Exercise | Transcribe the part of the text on behavioral insights below, starting at "Our synthesis paper" and ending at "general policy applications.".

Page extract |
◆ ◆ ◆

Applications of behavioural insights (BI) are increasingly being used in social and economic contexts by both public and private actors, and particularly in highly developed countries like Canada. These applications aim to use an understanding of human decision-making informed by key findings in behavioural science in recent decades, one that challenges conventional assumptions about rationality. BI applications are based on systematic and predictable errors in individual decision-making, the biases and shortcuts individuals use routinely. Proponents of BI foreground their low cost of implementation and their ability to produce benefits without regulation or incentives, preserving individual choice. In the last decade, numerous governments have established dedicated units to further pilot and implement BI in public policy, including the UK and Canada.

Our synthesis paper assesses the underlying scholarship of BI, by examining the research testing its significance for sustainability goals. We conducted a comprehensive literature review using an interdisciplinary approach and methods (from psychology, economics and public policy). Our findings indicate that this field is still cohering and contains considerable promise for reducing adverse environmental impacts. However, we conclude that the state of the research does not yet support many general policy applications.

◆ ◆ ◆

Records supplied |
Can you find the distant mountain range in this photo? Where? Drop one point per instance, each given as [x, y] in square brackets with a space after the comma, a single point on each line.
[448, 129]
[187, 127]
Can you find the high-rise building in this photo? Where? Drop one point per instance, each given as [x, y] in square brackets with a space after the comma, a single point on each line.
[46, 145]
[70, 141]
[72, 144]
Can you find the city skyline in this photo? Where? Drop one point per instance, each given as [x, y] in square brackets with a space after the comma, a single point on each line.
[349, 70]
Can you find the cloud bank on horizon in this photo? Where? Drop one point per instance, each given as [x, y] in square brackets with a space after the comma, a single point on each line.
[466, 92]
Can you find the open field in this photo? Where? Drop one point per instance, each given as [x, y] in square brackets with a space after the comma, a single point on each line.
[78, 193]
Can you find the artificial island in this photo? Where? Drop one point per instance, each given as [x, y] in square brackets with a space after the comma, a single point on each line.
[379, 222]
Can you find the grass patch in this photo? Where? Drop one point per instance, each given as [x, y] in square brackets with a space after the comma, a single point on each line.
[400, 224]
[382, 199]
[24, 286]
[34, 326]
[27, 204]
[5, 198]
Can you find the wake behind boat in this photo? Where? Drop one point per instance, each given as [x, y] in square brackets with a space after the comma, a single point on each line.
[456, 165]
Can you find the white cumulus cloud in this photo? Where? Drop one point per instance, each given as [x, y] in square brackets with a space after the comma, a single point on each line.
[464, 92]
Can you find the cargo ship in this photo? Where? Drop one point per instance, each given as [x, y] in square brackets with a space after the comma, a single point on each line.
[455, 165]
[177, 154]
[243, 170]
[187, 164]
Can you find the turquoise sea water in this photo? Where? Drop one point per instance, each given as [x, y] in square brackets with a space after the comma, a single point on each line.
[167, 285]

◆ ◆ ◆

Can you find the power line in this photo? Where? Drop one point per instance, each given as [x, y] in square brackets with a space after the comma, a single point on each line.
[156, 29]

◆ ◆ ◆

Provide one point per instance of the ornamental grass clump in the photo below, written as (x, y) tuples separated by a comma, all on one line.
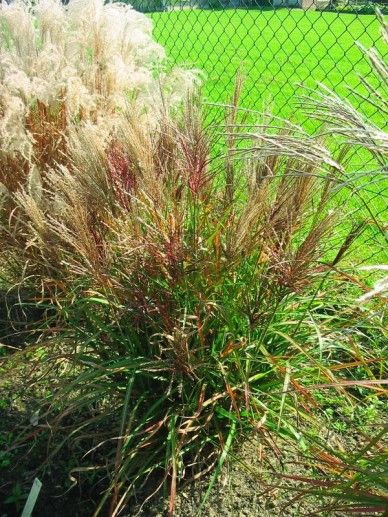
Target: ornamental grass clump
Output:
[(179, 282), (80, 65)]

◆ ◆ ◆

Exercise solution |
Our synthesis paper assesses the underlying scholarship of BI, by examining the research testing its significance for sustainability goals. We conducted a comprehensive literature review using an interdisciplinary approach and methods (from psychology, economics and public policy). Our findings indicate that this field is still cohering and contains considerable promise for reducing adverse environmental impacts. However, we conclude that the state of the research does not yet support many general policy applications.